Could you revise the records from their first line through the line containing "0, 0, 1024, 205", swapping "cumulus cloud" for "storm cloud" and leaving everything else unchanged?
== DATA ==
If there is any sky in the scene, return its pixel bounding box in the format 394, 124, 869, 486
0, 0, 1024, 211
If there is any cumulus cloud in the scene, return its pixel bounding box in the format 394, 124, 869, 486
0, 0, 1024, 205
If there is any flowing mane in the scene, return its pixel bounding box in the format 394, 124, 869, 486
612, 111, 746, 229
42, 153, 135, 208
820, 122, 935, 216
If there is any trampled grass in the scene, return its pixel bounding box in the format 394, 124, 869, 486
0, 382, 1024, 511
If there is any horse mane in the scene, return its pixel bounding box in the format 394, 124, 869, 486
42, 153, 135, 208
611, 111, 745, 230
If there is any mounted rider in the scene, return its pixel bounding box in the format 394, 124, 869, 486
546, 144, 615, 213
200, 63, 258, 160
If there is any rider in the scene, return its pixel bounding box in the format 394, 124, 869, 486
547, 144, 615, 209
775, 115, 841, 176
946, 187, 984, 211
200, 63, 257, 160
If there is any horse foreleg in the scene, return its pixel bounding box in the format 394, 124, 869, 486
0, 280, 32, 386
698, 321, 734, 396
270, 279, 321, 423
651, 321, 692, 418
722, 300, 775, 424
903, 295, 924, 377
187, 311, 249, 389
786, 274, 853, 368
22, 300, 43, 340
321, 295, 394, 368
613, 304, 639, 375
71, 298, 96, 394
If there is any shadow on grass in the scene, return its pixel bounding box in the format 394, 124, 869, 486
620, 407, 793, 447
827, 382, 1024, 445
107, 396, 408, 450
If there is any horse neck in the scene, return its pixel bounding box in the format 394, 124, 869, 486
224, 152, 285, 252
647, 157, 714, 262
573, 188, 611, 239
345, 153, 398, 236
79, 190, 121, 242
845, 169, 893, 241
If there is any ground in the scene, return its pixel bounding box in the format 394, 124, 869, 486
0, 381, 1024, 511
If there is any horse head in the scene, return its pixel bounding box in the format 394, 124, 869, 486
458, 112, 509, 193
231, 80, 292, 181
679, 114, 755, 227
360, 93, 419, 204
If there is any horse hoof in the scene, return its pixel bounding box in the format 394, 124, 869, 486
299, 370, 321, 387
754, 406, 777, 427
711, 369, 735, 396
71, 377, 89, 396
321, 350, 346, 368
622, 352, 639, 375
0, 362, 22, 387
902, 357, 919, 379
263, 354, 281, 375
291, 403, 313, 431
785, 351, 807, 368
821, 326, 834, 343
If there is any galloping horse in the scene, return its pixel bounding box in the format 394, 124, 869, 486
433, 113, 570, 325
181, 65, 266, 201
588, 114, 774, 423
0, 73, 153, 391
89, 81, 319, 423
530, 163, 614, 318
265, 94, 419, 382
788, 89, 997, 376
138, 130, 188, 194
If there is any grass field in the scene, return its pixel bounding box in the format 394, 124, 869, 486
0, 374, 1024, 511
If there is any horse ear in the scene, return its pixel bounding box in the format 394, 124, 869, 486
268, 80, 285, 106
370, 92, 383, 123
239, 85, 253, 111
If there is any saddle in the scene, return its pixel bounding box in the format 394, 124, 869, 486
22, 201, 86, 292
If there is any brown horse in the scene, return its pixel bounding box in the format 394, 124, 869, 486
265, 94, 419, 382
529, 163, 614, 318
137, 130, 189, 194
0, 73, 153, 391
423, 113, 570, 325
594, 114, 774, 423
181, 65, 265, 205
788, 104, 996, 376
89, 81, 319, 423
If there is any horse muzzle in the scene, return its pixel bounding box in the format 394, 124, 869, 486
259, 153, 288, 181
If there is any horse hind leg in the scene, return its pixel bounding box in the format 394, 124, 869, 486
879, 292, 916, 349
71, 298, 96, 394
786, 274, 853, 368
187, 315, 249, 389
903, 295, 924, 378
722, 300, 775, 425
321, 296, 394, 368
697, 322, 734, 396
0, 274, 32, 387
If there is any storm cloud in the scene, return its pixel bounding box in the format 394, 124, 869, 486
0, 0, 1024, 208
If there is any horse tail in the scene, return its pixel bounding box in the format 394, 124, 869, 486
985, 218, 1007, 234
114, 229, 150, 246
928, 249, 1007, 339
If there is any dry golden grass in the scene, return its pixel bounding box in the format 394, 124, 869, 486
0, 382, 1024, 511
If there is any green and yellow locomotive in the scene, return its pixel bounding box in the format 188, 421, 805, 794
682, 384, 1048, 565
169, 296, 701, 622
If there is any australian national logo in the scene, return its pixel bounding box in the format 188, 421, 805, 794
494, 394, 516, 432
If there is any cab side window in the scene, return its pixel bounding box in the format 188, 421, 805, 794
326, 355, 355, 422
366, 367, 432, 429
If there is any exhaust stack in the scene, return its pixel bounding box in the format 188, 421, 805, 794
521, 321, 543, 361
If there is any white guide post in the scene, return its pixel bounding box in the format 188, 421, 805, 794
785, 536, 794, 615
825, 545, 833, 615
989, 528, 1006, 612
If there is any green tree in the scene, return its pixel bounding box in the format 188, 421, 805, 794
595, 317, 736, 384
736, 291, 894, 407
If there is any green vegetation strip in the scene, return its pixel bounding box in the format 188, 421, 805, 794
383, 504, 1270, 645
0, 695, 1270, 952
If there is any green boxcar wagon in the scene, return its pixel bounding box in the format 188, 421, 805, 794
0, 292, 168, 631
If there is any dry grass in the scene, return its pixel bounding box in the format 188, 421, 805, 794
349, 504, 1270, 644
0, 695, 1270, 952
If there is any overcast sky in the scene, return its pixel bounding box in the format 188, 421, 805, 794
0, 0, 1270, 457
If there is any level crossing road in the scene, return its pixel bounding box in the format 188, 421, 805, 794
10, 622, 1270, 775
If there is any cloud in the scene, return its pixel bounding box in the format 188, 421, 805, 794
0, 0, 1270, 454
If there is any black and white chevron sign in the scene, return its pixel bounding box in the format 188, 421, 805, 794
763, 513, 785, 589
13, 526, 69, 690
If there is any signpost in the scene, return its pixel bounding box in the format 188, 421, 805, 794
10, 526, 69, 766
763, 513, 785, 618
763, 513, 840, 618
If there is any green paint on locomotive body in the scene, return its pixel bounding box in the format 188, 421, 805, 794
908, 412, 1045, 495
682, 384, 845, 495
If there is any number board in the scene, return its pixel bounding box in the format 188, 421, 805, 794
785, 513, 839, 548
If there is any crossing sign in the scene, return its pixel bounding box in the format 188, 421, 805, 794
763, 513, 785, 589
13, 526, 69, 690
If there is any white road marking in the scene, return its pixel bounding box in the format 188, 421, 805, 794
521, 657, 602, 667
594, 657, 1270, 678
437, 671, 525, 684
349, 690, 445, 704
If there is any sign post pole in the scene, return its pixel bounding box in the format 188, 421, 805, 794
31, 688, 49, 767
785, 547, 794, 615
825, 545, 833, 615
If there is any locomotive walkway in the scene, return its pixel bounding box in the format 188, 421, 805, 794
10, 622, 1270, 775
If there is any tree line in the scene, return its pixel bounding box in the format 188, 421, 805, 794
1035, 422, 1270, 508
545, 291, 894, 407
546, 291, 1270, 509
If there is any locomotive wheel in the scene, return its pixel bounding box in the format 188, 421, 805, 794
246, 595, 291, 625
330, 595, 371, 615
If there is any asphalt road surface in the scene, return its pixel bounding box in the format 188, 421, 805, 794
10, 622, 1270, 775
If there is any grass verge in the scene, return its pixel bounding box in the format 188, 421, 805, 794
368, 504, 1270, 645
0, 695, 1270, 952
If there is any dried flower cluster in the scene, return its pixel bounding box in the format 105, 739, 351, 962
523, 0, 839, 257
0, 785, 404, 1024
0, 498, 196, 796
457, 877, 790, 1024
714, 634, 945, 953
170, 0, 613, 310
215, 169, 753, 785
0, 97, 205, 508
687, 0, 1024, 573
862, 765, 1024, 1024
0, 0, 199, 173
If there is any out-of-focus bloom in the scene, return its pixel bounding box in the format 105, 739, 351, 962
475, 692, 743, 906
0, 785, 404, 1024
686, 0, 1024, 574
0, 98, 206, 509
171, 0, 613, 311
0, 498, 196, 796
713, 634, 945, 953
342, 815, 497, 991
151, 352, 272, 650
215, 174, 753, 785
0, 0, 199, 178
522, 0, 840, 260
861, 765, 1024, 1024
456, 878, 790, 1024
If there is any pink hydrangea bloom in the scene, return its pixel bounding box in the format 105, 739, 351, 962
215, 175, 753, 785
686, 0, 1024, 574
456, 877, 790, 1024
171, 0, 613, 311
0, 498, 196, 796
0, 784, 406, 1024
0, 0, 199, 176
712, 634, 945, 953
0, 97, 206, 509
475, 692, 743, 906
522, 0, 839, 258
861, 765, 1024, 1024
===
COMPLETED EXERCISE:
If there is any sky in the scene, return its pixel bounding box in the format 394, 124, 869, 486
0, 0, 1024, 211
If there is any storm cloud in the scene, return its pixel bounding box in the format 394, 124, 869, 486
0, 0, 1024, 205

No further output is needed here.